── Reading text

Postgresql - Compound index with date function doesn't seem to work

BradPardee
November 22, 2023
255 views
1 vote
2 Answers

I’m trying to use a compound index on a table to assist in creating daily report counts. My table looks like this:

CREATE TABLE inquiries (
    id bigint NOT NULL,
    identity_id bigint NOT NULL,
    received_at timestamp(0) without time zone NOT NULL,
    purpose_id bigint NOT NULL,
    location_id bigint NOT NULL
);
CREATE INDEX "inquiries_DATE_index" ON inquiries USING btree (date(received_at), location_id, purpose_id, identity_id);

My query looks like this:

SELECT DATE(received_at), location_id, purpose_id, COUNT(DISTINCT identity_id)
FROM inquiries
WHERE (DATE(received_at) >= $1)
  AND (DATE(received_at) <= $2)
GROUP BY 1, 2, 3

Explain output looks like this:

GroupAggregate  (cost=43703.28..45785.49 rows=10950 width=19)
  Group Key: (date(received_at)), location_id, purpose_id
  ->  Sort  (cost=43703.28..44092.34 rows=155627 width=16)
        Sort Key: (date(received_at)), location_id, purpose_id
        ->  Bitmap Heap Scan on inquiries  (cost=5243.60..27622.21 rows=155627 width=16)
              Recheck Cond: ((date(received_at) >= '2023-11-01'::date) AND (date(received_at) <= '2023-11-30'::date))
              ->  Bitmap Index Scan on "inquiries_DATE_index"  (cost=0.00..5204.70 rows=155627 width=0)
                    Index Cond: ((date(received_at) >= '2023-11-01'::date) AND (date(received_at) <= '2023-11-30'::date))

────
── Dataset entries

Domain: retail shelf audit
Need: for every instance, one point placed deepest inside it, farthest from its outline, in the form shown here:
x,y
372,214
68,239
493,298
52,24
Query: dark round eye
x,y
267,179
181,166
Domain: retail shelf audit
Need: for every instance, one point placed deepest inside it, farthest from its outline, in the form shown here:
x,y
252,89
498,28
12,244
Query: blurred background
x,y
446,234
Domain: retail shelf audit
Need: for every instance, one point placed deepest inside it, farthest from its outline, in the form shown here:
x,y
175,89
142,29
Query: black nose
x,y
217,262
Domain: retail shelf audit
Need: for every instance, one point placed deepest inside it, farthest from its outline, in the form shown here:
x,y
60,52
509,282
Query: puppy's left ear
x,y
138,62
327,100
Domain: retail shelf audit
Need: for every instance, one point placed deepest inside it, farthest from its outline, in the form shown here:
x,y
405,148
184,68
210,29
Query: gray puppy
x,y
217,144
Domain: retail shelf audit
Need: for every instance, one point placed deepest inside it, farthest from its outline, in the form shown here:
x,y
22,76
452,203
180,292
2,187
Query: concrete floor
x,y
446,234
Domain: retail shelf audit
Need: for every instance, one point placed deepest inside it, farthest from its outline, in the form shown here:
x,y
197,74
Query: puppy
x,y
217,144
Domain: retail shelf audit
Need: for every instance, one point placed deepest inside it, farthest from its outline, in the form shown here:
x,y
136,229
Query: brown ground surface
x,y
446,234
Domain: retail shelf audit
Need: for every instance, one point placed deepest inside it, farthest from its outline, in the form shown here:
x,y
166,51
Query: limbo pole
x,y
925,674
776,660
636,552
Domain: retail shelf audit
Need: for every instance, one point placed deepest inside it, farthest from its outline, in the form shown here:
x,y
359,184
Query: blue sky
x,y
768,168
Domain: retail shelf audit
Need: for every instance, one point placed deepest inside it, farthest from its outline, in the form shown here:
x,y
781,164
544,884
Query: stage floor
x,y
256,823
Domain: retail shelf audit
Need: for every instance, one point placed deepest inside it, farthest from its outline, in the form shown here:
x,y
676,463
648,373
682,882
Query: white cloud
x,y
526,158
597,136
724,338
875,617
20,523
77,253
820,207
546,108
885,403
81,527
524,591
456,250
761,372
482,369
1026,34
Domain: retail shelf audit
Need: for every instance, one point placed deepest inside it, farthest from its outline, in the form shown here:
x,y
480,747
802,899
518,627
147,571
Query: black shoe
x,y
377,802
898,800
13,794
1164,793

────

* Set task:
Please copy the passage of the PostgreSQL index thread above between "I’m trying to" and "purpose_id, COUNT(DISTINCT identity_id)", inclusive.

* Result for this exercise:
I’m trying to use a compound index on a table to assist in creating daily report counts. My table looks like this:

CREATE TABLE inquiries (
    id bigint NOT NULL,
    identity_id bigint NOT NULL,
    received_at timestamp(0) without time zone NOT NULL,
    purpose_id bigint NOT NULL,
    location_id bigint NOT NULL
);
CREATE INDEX "inquiries_DATE_index" ON inquiries USING btree (date(received_at), location_id, purpose_id, identity_id);

My query looks like this:

SELECT DATE(received_at), location_id, purpose_id, COUNT(DISTINCT identity_id)